*Required task:* Recast the listing below as a Markdown table with the columns Row and Line, numbering each line and omitting blank lines. Keep the pictures out of the table.

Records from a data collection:
☆ ☆ ☆

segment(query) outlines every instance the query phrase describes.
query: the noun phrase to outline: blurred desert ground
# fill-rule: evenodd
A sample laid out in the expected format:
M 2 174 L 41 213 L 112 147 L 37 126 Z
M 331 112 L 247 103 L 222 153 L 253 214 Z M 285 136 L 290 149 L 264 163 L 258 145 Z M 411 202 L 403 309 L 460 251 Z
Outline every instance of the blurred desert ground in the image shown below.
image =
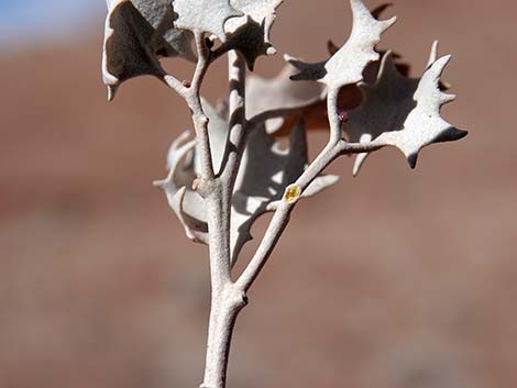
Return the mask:
M 250 292 L 229 387 L 517 387 L 516 11 L 509 0 L 396 1 L 382 47 L 413 74 L 433 38 L 454 54 L 444 78 L 460 98 L 444 115 L 470 136 L 427 148 L 416 171 L 394 149 L 356 179 L 351 160 L 332 167 L 342 181 L 301 203 Z M 187 109 L 151 78 L 108 103 L 102 25 L 99 13 L 58 43 L 0 57 L 2 388 L 201 381 L 206 248 L 151 185 Z M 349 31 L 346 1 L 287 0 L 273 37 L 316 60 Z M 256 71 L 280 66 L 262 58 Z M 212 101 L 223 71 L 206 84 Z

☆ ☆ ☆

*Output for this task:*
| Row | Line |
|---|---|
| 1 | segment(query) outlines every instance the query phrase describes. |
| 2 | query: the noun phrase to outline: blurred desert ground |
| 3 | # fill-rule: evenodd |
| 4 | A sample laid out in the expected format: |
| 5 | M 2 174 L 41 213 L 112 147 L 37 126 Z |
| 6 | M 331 112 L 247 103 L 222 153 L 253 214 Z M 285 136 L 290 149 L 264 163 L 258 145 Z M 411 202 L 403 309 L 460 251 Z |
| 7 | Outline every instance of the blurred desert ground in the image shown below. |
| 8 | image = |
| 9 | Return the mask: |
| 10 | M 250 292 L 229 387 L 517 387 L 516 11 L 509 0 L 396 1 L 382 47 L 413 74 L 433 38 L 454 54 L 444 78 L 460 98 L 444 115 L 470 136 L 427 148 L 416 171 L 394 149 L 356 179 L 351 160 L 332 167 L 342 181 L 301 203 Z M 187 109 L 151 78 L 108 103 L 102 25 L 99 13 L 58 43 L 0 57 L 2 388 L 201 381 L 206 248 L 151 185 Z M 349 31 L 346 1 L 287 0 L 273 37 L 316 60 Z M 256 71 L 280 66 L 262 58 Z M 212 101 L 223 71 L 206 84 Z |